#### Excerpted passage:
=======

Mantis’s antibodies have been licensed to a biotechnology company for further testing, but he says they won’t be ready for use in emergency situations until they have been tested in humans, which will take at least two years. Ultimately, antibodies may be most powerful in combinations that target different parts of the ricin Mantis says.

Yet because ricin acts so quickly on its victims, some researchers believe vaccines are a better bet to protect against its effects. At least two ricin vaccines are now in the works, but their future prospects are uncertain.

The US Army Medical Research Institute of Infectious Diseases in Fort Detrick, Maryland, has developed a vaccine that protected mice that were exposed to inhaled ricin. It has been tested in people and in human volunteers, who subsequently developed antibodies to ricin. But it is not clear whether the Department of Defense will continue to fund the vaccine’s development which would require further human testing.

The other leading vaccine candidate, RiVax, is made by Soligenix, based in Princeton, New Jersey. Batches of the vaccine produced by immunologist Ellen Vitetta at the University of Texas Southwestern Medical Center in Dallas, who initially developed it, have been tested in animals. Those batches have also been found to be safe in healthy human volunteers, in whom the vaccine stimulated the production of antibodies to ricin.

But Soligenix has not yet tested the safety and effectiveness of its own lots of vaccine. The company’s development efforts have slowed due to budget constraints at the NIAID, Vitetta says.

“It basically is not going anywhere,” Vitetta says. “It’s disappointing and upsetting. When an event like this happens, everyone wants to know where the vaccines are. Somebody has to think this work is important enough to fund us and let us finish it.”

=======

#### Exercise 1:
According to the ricin passage, which company makes the RiVax vaccine?
#### Exercise 2:
Return the ricin passage text from "Yet because ricin" up to and including "prospects are uncertain.".
The data after the ricin passage has no connection to it.

Collected data entries:

=======

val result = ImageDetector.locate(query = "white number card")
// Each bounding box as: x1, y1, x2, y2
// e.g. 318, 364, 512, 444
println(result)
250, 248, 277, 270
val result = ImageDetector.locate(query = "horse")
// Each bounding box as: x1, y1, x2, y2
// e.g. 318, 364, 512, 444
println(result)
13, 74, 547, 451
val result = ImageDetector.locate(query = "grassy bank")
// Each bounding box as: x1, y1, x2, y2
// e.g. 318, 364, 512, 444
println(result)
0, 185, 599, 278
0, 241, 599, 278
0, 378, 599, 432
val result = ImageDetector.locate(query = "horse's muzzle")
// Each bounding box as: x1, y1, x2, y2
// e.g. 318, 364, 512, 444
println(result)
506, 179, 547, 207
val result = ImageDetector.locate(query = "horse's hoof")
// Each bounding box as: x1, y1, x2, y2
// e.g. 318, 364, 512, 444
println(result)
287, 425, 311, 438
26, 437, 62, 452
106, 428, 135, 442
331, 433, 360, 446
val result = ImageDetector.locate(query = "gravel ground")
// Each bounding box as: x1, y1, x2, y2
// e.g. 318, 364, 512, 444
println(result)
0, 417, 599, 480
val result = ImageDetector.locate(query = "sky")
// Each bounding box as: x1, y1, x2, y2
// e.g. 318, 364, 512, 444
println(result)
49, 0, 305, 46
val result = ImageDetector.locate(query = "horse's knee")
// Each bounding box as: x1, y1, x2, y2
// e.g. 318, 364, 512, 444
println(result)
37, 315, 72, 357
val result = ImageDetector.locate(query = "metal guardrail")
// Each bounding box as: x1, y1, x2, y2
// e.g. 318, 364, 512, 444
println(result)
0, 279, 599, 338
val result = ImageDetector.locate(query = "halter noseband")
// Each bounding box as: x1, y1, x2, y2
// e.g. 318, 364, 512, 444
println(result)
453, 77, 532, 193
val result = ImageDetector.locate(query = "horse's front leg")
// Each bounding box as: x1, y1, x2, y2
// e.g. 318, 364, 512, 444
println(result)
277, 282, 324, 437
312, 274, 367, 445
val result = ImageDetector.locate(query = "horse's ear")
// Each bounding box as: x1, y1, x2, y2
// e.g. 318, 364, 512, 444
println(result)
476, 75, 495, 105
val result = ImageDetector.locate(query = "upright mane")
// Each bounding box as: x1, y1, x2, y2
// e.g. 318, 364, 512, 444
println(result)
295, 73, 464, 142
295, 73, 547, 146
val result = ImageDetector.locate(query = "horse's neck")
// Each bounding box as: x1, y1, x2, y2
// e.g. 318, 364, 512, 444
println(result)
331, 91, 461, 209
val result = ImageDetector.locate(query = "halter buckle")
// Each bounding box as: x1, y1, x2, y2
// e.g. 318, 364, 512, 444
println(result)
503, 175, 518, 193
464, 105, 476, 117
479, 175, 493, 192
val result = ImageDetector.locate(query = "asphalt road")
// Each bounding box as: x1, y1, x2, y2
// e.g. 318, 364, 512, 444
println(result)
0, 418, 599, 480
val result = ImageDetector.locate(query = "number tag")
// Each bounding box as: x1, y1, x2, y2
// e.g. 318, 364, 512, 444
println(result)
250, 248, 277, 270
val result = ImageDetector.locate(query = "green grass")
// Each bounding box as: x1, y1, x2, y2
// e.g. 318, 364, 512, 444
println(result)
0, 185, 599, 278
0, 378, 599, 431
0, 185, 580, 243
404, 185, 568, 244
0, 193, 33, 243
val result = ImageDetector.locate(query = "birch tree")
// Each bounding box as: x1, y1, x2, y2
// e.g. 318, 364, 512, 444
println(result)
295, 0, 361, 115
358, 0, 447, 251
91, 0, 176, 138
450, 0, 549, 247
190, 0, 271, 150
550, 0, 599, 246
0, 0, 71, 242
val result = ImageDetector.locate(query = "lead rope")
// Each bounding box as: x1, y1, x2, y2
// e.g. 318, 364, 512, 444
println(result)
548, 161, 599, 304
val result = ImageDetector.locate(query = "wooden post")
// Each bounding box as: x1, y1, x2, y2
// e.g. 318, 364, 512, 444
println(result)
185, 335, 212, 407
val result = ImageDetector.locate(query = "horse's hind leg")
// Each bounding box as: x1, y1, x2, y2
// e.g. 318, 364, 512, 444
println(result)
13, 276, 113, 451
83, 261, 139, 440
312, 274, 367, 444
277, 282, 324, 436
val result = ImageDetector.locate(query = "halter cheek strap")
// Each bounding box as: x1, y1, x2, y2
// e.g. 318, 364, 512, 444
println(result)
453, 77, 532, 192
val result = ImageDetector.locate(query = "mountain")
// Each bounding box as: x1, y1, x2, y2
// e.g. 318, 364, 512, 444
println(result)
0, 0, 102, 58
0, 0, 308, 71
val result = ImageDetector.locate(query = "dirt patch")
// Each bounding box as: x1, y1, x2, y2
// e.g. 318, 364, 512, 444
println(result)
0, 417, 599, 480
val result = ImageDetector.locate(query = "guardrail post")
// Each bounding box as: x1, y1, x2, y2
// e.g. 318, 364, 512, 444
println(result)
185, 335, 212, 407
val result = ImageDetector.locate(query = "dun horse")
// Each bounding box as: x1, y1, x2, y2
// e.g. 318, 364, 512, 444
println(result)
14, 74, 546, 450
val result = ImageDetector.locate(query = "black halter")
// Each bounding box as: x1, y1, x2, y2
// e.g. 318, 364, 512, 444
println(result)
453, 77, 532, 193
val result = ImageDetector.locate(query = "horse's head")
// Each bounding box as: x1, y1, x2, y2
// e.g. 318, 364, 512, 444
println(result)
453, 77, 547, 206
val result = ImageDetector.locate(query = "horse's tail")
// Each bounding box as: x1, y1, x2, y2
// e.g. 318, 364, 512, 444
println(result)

=======

#### Written answer 1:
Soligenix, based in Princeton, New Jersey.

#### Written answer 2:
Yet because ricin acts so quickly on its victims, some researchers believe vaccines are a better bet to protect against its effects. At least two ricin vaccines are now in the works, but their future prospects are uncertain.